*WHAT YOU ARE ASKED TO DO*.
Copy out every line exactly as given.

[Extracted data entries]
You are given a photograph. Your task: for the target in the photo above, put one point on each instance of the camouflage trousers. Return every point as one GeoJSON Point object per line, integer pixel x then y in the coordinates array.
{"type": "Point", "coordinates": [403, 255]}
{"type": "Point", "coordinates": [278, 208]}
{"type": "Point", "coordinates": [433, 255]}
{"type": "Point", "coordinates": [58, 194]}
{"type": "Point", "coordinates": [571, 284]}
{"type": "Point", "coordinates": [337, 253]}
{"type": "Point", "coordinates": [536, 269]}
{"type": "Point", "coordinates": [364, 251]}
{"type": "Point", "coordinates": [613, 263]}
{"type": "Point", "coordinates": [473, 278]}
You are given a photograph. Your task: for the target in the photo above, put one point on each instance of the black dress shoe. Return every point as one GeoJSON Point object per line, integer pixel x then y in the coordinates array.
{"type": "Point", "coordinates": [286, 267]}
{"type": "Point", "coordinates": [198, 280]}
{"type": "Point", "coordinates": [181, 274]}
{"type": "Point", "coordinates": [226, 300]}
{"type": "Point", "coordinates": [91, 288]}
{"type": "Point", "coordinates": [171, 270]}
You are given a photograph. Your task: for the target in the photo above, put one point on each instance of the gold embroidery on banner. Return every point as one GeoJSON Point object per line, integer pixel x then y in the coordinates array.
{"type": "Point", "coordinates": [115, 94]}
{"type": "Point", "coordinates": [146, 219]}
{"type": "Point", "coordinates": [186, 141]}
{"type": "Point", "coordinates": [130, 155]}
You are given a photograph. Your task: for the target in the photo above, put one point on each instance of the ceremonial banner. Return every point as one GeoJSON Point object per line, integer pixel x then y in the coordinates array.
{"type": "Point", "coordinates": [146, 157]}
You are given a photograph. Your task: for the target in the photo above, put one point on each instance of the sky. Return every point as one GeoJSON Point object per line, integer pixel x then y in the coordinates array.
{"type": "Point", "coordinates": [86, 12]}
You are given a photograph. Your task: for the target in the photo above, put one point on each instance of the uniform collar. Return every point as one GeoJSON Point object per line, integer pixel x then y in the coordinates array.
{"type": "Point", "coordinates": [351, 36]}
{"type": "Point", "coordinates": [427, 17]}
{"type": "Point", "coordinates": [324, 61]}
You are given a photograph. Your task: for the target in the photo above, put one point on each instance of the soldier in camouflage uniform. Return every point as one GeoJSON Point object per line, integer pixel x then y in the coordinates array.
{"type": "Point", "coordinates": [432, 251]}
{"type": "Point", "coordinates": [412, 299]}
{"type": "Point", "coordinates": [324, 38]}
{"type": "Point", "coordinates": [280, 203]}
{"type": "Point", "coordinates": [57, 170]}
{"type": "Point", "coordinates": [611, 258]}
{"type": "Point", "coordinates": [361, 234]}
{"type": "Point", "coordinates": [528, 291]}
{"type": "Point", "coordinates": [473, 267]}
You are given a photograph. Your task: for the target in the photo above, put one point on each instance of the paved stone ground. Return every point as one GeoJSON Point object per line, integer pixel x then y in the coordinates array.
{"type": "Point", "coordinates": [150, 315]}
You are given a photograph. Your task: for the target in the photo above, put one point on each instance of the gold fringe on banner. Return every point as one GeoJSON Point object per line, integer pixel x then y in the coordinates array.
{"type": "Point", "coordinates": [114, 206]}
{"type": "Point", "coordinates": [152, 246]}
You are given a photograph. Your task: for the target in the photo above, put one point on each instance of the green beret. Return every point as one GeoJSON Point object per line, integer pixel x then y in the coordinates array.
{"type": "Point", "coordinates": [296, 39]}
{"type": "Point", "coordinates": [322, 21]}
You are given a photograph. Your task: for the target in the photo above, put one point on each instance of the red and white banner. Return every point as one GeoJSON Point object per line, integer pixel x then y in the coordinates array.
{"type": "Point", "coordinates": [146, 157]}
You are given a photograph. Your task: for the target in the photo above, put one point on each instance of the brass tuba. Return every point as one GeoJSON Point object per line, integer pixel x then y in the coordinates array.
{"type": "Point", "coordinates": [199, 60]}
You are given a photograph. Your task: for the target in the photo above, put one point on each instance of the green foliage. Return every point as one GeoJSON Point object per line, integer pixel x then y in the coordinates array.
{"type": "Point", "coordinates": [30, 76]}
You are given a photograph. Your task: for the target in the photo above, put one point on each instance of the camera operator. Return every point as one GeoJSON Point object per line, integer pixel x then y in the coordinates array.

*ANSWER FOR THIS EXERCISE*.
You are given a photograph. Your task: for the target in the photo above, put one point on each instance of the camouflage trousers. Return every point as one GeoJSON Point object per line, integer pixel x then y in the coordinates array.
{"type": "Point", "coordinates": [403, 255]}
{"type": "Point", "coordinates": [278, 208]}
{"type": "Point", "coordinates": [433, 255]}
{"type": "Point", "coordinates": [58, 194]}
{"type": "Point", "coordinates": [571, 284]}
{"type": "Point", "coordinates": [337, 253]}
{"type": "Point", "coordinates": [536, 269]}
{"type": "Point", "coordinates": [364, 251]}
{"type": "Point", "coordinates": [613, 263]}
{"type": "Point", "coordinates": [473, 278]}
You are given a photograph. Your task: for the target in the photo above, put one point on each instance of the black dress shoe. Return every point as one GeoJSON Point object per line, integer pixel x then y in the coordinates array.
{"type": "Point", "coordinates": [286, 267]}
{"type": "Point", "coordinates": [198, 280]}
{"type": "Point", "coordinates": [181, 274]}
{"type": "Point", "coordinates": [226, 300]}
{"type": "Point", "coordinates": [91, 288]}
{"type": "Point", "coordinates": [171, 270]}
You are given a photograph. Your task: for the target in the photo above, put one point on each instance of the gold embroidery on banner. Return every point as one GeoJSON Point object per line, integer pixel x then y in the coordinates array.
{"type": "Point", "coordinates": [115, 94]}
{"type": "Point", "coordinates": [146, 219]}
{"type": "Point", "coordinates": [186, 141]}
{"type": "Point", "coordinates": [130, 155]}
You are given a photograph. Your task: for the target in the photo above, put one point on each instance of the ceremonial banner. Return every point as one GeoJSON Point object per line, integer pixel x then y in the coordinates array.
{"type": "Point", "coordinates": [146, 157]}
You are given a photograph. Your task: for the target in the photo above, put one point on each instance of the sky. Return every point as one GeoJSON Point object per line, integer pixel x then y in the coordinates array.
{"type": "Point", "coordinates": [86, 12]}
You are given a photograph. Your task: for the target in the photo above, put one point on each instance of the uniform collar. Return every point as one GeoJSON Point object per line, integer pixel x then y in the coordinates array.
{"type": "Point", "coordinates": [351, 36]}
{"type": "Point", "coordinates": [427, 17]}
{"type": "Point", "coordinates": [324, 61]}
You are given a photograph. Your task: for the target in the photo above, put one point on each instance of the soldier in camouflage uniform. Return every point as one GeoJSON Point object per line, integer pixel x then y in the coordinates array.
{"type": "Point", "coordinates": [432, 251]}
{"type": "Point", "coordinates": [412, 299]}
{"type": "Point", "coordinates": [324, 38]}
{"type": "Point", "coordinates": [280, 203]}
{"type": "Point", "coordinates": [57, 170]}
{"type": "Point", "coordinates": [611, 258]}
{"type": "Point", "coordinates": [361, 234]}
{"type": "Point", "coordinates": [528, 291]}
{"type": "Point", "coordinates": [473, 267]}
You are given a photograph. Your task: for the target in the photo above, put one point on each instance of the paved stone ground. Return every point as one GeoJSON Point object per line, integer pixel x then y in the coordinates array.
{"type": "Point", "coordinates": [150, 315]}
You are given a photograph. Your task: for the target in the photo above, put one point on each instance of the gold fringe on banner. Return every point as one GeoJSON Point object per line, integer pixel x then y in the coordinates array.
{"type": "Point", "coordinates": [114, 206]}
{"type": "Point", "coordinates": [152, 246]}
You are given a photograph. Your task: for the target in the photo above, put one point on each instance of the green beret. Return every point as one GeoJSON Point object per line, integer pixel x then y in the coordinates array.
{"type": "Point", "coordinates": [296, 39]}
{"type": "Point", "coordinates": [322, 21]}
You are given a photograph. Your task: for the target in the photo above, put one point on each instance of the red and white banner. Return every point as one GeoJSON Point object per line, integer pixel x then y in the coordinates array.
{"type": "Point", "coordinates": [146, 157]}
You are given a photograph. Your task: for the target in the photo above, put one point on each instance of the brass tuba. Return every point as one GeoJSON Point object per line, integer pixel x then y in the coordinates array.
{"type": "Point", "coordinates": [199, 60]}
You are given a photograph. Your task: for the target in the photo above, put one point on each instance of the green foliage. Return every point as one GeoJSON Point object per line, integer pixel x then y in the coordinates array.
{"type": "Point", "coordinates": [30, 76]}
You are given a photograph. Your task: for the target in the photo above, put one point on each instance of the camera operator. Return every point as one GeoJSON Point object per line, integer pixel x then y in the coordinates array.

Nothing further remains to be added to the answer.